*** RECORD SET ***

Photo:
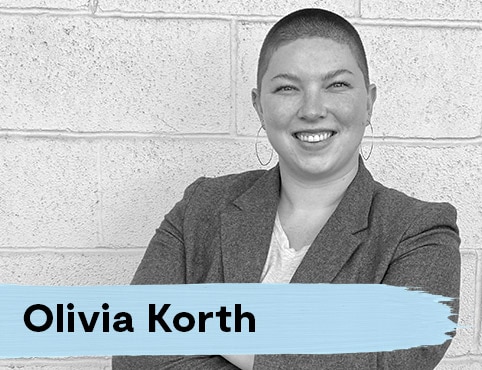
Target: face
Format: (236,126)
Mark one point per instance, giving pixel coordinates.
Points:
(314,106)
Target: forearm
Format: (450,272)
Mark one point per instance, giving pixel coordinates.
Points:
(171,363)
(243,362)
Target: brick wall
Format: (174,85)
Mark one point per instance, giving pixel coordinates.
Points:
(110,108)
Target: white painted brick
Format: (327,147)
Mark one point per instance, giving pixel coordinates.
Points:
(250,36)
(52,4)
(421,74)
(48,195)
(71,363)
(427,80)
(115,267)
(422,9)
(451,174)
(97,74)
(462,343)
(251,7)
(143,179)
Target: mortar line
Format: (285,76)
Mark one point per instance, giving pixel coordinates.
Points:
(45,11)
(61,134)
(100,198)
(71,250)
(93,6)
(234,67)
(427,23)
(477,346)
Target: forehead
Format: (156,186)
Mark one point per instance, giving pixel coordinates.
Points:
(313,53)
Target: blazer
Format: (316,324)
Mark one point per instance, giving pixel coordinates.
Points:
(221,230)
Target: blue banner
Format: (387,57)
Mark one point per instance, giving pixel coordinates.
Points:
(40,321)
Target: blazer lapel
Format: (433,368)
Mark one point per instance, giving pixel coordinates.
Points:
(246,228)
(337,241)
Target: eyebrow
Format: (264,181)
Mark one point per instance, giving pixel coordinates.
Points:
(327,76)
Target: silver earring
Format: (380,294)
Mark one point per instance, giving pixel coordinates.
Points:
(366,157)
(257,153)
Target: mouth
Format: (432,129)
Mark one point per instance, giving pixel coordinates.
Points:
(313,137)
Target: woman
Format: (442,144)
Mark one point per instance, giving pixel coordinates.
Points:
(318,216)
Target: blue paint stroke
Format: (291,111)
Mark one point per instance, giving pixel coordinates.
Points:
(290,319)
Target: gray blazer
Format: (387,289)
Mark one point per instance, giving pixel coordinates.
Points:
(220,232)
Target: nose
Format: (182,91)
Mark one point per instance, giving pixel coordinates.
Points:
(312,106)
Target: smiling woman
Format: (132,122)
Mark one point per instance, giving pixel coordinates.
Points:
(316,217)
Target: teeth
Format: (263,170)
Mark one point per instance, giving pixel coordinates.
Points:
(314,138)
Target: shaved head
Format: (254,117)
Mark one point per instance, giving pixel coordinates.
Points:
(307,23)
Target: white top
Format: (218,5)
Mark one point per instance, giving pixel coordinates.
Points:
(282,260)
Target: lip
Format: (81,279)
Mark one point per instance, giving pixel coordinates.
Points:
(312,136)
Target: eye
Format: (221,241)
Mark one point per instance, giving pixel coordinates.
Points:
(340,84)
(285,88)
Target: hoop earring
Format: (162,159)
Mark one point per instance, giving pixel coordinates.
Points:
(366,157)
(256,150)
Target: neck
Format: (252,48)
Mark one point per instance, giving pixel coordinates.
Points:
(320,193)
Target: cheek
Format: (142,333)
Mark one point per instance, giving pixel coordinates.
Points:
(351,111)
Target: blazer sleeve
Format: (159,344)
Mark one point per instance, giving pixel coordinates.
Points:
(427,258)
(164,263)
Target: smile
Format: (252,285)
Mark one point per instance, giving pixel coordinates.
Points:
(314,137)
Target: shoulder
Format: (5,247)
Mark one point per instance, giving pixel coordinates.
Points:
(397,208)
(222,189)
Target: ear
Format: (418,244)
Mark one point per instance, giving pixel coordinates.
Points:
(256,99)
(371,97)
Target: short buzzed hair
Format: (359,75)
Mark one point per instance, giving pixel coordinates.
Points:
(307,23)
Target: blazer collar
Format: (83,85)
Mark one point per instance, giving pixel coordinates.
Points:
(247,225)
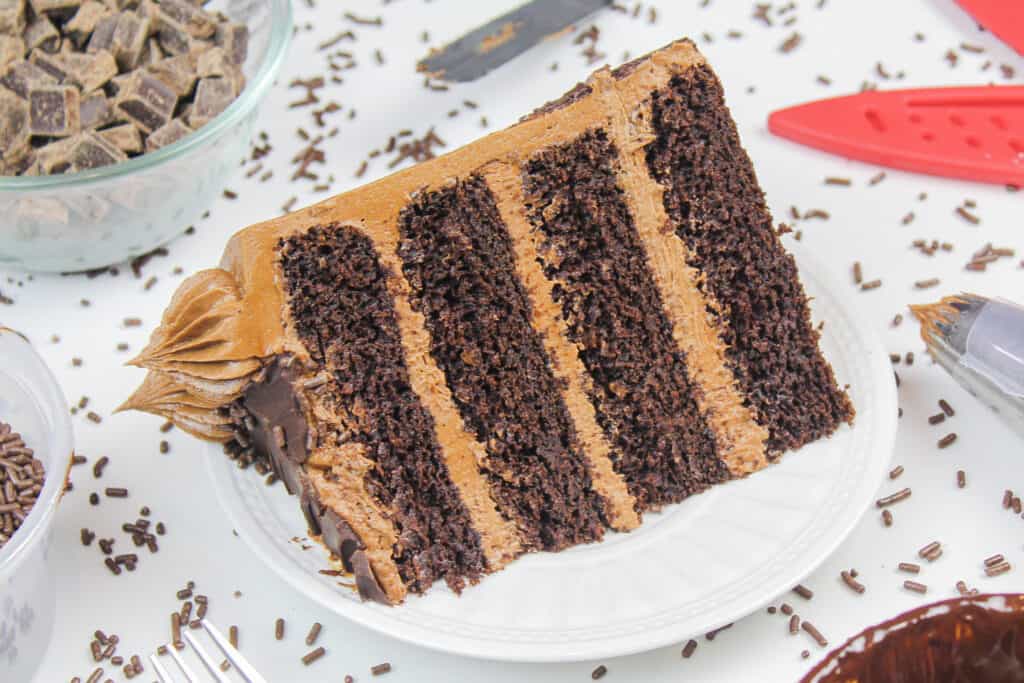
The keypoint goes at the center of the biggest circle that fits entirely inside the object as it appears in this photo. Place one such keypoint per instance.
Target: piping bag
(980, 342)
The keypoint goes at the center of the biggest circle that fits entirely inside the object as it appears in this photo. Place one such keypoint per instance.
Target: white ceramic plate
(695, 566)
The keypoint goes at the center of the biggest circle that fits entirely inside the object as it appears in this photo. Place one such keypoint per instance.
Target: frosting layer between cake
(514, 346)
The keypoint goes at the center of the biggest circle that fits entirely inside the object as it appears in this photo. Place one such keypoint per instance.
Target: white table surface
(844, 40)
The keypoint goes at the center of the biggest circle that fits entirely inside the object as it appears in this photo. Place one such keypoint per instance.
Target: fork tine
(232, 654)
(164, 676)
(207, 659)
(190, 677)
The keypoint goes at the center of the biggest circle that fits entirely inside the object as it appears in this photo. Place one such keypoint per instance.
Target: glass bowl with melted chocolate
(965, 640)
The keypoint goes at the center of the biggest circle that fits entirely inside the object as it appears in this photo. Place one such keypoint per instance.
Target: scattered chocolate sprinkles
(312, 655)
(814, 633)
(968, 216)
(893, 498)
(854, 585)
(803, 591)
(996, 569)
(993, 560)
(22, 479)
(711, 635)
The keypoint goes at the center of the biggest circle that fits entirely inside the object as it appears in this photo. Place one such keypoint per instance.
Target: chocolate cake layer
(344, 315)
(513, 346)
(458, 259)
(641, 390)
(717, 208)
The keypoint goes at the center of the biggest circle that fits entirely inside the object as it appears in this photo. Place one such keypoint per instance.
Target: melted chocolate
(973, 642)
(273, 402)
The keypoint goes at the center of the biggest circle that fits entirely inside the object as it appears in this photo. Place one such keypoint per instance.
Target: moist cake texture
(514, 347)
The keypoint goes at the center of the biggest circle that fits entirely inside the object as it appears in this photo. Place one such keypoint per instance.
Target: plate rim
(375, 616)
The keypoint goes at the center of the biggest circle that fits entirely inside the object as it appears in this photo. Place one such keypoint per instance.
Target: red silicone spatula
(975, 133)
(1003, 17)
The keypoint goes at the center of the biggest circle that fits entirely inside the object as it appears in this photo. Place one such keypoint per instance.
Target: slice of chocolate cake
(514, 347)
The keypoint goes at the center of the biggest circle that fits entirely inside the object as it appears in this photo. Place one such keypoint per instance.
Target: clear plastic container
(85, 220)
(32, 402)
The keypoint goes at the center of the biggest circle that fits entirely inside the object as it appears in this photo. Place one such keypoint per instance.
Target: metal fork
(239, 662)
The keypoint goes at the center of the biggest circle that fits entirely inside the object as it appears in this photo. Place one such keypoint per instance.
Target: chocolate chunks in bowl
(116, 79)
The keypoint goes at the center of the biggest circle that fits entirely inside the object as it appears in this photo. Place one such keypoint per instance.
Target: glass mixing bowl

*** End of RECORD SET ***

** ASSIGNMENT **
Whenever a line in the records above contains the string "blazer", copy that line.

** ANSWER TO THIS EXERCISE **
Target: blazer
Target: blazer lapel
Target: gray blazer
Target: blazer sleeve
Target: blazer collar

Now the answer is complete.